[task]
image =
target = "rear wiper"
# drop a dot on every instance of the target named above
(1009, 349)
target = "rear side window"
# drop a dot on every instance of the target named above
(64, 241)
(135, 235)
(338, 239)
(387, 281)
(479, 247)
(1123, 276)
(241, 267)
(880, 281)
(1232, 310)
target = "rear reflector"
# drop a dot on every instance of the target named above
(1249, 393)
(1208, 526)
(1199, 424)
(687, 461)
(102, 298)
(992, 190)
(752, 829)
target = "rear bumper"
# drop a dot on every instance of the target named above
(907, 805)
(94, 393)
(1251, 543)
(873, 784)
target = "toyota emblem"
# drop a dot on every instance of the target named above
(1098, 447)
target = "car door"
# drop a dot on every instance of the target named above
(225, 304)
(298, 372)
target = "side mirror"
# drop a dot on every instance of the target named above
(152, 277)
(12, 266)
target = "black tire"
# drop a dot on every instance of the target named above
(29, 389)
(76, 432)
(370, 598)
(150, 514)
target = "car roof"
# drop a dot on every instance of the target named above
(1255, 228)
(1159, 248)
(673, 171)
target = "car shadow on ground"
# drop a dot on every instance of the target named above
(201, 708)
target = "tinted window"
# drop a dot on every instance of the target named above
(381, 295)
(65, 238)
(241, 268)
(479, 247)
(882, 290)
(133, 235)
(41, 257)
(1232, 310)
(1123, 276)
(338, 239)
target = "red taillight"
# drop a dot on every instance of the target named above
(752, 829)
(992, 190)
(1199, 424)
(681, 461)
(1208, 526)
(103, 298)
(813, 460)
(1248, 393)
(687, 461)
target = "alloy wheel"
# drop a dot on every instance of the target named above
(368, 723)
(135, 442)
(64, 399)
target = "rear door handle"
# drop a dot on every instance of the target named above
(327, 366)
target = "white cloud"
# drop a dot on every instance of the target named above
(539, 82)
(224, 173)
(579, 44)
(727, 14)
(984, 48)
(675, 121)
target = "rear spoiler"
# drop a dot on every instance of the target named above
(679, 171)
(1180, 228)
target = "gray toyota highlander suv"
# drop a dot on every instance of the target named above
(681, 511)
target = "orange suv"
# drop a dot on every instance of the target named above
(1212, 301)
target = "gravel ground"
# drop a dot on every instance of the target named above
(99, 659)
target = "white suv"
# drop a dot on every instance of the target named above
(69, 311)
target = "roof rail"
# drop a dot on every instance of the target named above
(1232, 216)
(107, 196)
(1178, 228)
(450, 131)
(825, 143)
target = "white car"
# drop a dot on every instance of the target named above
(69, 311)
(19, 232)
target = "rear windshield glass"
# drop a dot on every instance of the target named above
===============
WHAT TO DO ▸ Reproduce the full listing exactly.

WRITTEN SOLUTION ▸
[task]
image =
target = "rear wiper"
# drop a dot on every instance of the target named above
(1009, 349)
target = "rear side window"
# drop a dot on every instance of the target named above
(64, 241)
(135, 235)
(338, 239)
(387, 281)
(479, 247)
(1123, 276)
(241, 267)
(880, 281)
(1232, 310)
target = "rear reflector"
# drop a dot on every instance of the target named above
(1249, 393)
(1208, 526)
(1199, 424)
(687, 461)
(102, 298)
(992, 190)
(752, 829)
target = "rear bumper"
# drop a dot on every instance of the target named above
(907, 805)
(94, 393)
(1251, 543)
(873, 784)
target = "toyota emblem"
# drop a dot on every instance of the target named above
(1098, 447)
target = "car door"
# drop a dot on every instance of the target named above
(225, 304)
(298, 372)
target = "side mirror"
# drop a dot on every instance of the target named above
(152, 277)
(12, 266)
target = "black tire"
# drop a dot on every instance of the target named above
(29, 389)
(76, 432)
(370, 598)
(150, 514)
target = "car roof"
# drop a dot on every instance of the target named above
(1255, 228)
(1159, 248)
(673, 171)
target = "car shadow on ground"
# drop a dot on every instance of the target named above
(201, 708)
target = "tinted window"
# drop a dot on every instance of the target named above
(381, 295)
(65, 238)
(241, 268)
(479, 247)
(882, 290)
(133, 235)
(41, 257)
(1232, 310)
(1123, 276)
(338, 239)
target = "red taillight"
# drop a dot on every instance of the target named above
(752, 829)
(992, 190)
(1199, 424)
(681, 461)
(1208, 526)
(103, 298)
(813, 460)
(1248, 393)
(687, 461)
target = "alloy wheel"
# drop a dot on every instance of the target named above
(368, 723)
(135, 442)
(64, 399)
target = "rear door handle"
# drop a dot on every instance of the target named above
(327, 366)
target = "white cloud"
# drop a dot on every instance of the target named above
(539, 82)
(224, 173)
(579, 44)
(727, 14)
(984, 48)
(675, 121)
target = "rear spoiler"
# drop a dot on every instance of the target named above
(679, 171)
(1180, 228)
target = "gray toyota highlander suv"
# drop a dot on every instance of the target named above
(681, 511)
target = "orange suv"
# drop a dot on every instance of the target named above
(1212, 301)
target = "gravel ground"
# drop a dot on every instance of the target named above
(99, 659)
target = "white suv"
# drop a dot on every instance of the target named above
(69, 311)
target = "roof rail"
# drop a dot on every instance of the target named above
(1232, 216)
(107, 196)
(1178, 228)
(450, 131)
(825, 143)
target = "white car"
# drop a dot on every instance of the target named above
(69, 311)
(19, 232)
target = "rear windshield glass"
# drop a dot on every instance of the target named above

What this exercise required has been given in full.